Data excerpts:
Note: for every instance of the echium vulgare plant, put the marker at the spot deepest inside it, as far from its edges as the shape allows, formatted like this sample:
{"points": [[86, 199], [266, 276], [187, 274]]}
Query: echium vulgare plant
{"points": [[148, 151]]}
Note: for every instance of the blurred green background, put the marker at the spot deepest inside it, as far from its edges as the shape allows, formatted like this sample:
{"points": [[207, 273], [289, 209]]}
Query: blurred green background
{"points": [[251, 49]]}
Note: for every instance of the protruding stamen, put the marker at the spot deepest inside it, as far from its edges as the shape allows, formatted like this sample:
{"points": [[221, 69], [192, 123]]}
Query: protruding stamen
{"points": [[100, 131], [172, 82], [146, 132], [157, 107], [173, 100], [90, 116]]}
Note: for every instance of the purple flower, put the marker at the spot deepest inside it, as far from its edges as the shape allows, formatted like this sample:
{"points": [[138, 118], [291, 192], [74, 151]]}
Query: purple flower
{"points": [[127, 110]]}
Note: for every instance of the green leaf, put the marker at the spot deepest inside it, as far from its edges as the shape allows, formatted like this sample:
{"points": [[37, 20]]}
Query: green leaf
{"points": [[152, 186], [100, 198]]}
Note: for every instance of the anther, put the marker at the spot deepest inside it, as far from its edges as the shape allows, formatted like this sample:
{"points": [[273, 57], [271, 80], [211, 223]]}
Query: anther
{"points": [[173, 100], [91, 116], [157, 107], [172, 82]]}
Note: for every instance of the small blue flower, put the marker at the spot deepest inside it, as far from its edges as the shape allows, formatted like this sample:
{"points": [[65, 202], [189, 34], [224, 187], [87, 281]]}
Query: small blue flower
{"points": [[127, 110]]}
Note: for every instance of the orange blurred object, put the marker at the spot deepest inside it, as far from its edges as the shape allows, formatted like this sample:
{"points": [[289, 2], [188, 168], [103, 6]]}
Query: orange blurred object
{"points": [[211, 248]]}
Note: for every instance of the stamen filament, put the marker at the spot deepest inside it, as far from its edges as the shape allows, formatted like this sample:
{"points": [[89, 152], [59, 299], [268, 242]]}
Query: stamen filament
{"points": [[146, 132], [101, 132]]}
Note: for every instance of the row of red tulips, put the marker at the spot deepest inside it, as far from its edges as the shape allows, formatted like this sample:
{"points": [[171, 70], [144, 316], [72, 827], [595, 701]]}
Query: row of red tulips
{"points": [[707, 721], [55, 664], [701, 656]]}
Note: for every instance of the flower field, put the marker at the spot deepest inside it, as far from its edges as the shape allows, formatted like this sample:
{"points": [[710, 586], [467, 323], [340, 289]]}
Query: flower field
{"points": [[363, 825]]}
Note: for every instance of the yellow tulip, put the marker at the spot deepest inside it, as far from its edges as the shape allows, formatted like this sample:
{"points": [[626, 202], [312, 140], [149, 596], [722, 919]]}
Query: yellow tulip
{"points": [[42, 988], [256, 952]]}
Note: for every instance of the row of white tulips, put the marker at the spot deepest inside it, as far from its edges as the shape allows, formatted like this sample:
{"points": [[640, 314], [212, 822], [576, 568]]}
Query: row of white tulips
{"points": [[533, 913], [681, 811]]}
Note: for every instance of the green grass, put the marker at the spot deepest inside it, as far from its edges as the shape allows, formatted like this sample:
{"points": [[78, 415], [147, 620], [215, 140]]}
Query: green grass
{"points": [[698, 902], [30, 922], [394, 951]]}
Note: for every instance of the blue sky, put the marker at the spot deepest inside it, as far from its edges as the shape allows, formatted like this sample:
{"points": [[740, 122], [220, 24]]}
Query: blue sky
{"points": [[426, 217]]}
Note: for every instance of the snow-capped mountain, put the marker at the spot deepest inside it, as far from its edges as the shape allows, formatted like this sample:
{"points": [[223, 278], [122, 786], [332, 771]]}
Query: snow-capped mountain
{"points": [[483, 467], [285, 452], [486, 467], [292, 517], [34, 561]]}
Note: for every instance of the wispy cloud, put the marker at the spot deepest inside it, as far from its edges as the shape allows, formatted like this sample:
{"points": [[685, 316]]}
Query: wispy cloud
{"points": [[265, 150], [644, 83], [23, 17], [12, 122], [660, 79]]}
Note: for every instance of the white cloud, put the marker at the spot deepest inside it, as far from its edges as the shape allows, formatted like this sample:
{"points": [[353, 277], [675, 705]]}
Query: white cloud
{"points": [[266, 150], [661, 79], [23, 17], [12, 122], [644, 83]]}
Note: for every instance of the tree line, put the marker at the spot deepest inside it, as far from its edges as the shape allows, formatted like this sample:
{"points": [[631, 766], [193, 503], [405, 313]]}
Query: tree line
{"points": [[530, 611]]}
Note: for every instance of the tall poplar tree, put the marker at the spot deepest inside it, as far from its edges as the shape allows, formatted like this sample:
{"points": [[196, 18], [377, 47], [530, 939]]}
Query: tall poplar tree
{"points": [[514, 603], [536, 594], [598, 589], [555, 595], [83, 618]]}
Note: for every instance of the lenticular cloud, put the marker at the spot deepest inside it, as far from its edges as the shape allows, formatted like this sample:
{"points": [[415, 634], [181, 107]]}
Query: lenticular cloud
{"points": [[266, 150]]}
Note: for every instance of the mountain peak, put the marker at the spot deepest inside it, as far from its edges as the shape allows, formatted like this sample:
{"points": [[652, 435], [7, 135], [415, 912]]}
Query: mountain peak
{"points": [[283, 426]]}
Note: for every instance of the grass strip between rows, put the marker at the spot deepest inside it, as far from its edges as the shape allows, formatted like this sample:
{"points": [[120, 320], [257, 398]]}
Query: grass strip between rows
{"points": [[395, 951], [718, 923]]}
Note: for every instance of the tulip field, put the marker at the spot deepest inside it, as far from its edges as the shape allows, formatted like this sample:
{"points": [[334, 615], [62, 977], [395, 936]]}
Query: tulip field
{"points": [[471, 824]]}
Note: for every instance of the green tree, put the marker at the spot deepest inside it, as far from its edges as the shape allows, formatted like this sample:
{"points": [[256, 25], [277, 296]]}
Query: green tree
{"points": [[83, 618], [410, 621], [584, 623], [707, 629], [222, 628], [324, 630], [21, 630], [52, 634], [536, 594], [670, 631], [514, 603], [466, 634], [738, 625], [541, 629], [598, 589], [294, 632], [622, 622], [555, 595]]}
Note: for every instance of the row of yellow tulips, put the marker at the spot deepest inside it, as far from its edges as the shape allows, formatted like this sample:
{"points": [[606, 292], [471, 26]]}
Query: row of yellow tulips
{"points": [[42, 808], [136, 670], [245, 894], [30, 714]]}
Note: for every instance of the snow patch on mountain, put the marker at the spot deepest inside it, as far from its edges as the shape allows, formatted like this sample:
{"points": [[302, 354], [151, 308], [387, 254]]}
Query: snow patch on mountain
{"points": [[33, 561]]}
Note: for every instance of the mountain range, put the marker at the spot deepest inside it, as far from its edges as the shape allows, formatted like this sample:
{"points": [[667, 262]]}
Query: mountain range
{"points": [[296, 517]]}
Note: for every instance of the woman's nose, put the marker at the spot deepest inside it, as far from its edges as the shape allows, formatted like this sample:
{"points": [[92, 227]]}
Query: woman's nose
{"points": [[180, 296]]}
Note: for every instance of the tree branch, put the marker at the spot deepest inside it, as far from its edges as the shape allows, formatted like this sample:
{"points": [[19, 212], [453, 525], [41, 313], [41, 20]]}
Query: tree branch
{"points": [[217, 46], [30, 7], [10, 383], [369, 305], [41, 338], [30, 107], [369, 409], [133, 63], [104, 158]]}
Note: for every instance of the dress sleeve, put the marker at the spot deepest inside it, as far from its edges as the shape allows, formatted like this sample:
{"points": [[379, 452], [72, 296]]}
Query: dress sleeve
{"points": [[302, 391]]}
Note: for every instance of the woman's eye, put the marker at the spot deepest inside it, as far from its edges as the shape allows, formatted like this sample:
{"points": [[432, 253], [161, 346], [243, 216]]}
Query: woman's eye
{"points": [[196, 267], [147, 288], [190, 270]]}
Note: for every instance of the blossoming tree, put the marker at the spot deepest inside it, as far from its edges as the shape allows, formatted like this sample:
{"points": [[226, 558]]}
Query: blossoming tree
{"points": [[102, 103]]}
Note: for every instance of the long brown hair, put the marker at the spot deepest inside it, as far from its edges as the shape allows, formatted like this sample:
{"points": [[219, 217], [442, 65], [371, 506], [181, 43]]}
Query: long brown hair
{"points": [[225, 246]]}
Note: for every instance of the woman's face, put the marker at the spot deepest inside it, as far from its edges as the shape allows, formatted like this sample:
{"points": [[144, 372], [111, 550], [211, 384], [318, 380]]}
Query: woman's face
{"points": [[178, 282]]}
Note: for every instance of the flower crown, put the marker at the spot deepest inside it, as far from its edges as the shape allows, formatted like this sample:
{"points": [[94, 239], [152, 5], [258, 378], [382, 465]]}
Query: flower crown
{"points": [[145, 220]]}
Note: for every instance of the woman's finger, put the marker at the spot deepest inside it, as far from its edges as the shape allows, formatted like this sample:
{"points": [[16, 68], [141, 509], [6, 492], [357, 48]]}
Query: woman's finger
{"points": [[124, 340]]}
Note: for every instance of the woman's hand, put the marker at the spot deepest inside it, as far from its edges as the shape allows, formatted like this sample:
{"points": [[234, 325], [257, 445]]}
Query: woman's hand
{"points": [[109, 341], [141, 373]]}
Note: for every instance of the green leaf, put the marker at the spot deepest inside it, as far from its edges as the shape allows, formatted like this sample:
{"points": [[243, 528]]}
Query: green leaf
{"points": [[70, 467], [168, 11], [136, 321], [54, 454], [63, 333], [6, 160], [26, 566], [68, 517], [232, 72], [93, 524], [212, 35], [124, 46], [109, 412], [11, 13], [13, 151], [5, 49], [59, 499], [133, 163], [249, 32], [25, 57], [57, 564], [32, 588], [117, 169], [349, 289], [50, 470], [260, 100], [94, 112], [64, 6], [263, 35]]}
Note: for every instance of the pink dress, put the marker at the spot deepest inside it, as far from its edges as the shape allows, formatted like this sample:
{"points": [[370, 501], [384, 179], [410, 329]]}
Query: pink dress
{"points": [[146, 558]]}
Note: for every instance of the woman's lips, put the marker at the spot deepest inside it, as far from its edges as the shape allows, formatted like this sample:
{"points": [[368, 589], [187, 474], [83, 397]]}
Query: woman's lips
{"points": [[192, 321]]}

### [The task]
Transcribe, exactly as written, all lines of the entries above from the first to the one containing "Note: for every instance of the blurred", and no more.

### [Exercise response]
Note: for every instance of the echium vulgare plant, put the marker at the spot deepest inside it, as far from its edges as the shape allows, formatted like this sample:
{"points": [[86, 199], [266, 276], [187, 274]]}
Query: echium vulgare plant
{"points": [[148, 151]]}
Note: for every instance of the blurred green background, put the marker at the spot deepest inside it, as far from its edges as the shape allows, formatted like this sample:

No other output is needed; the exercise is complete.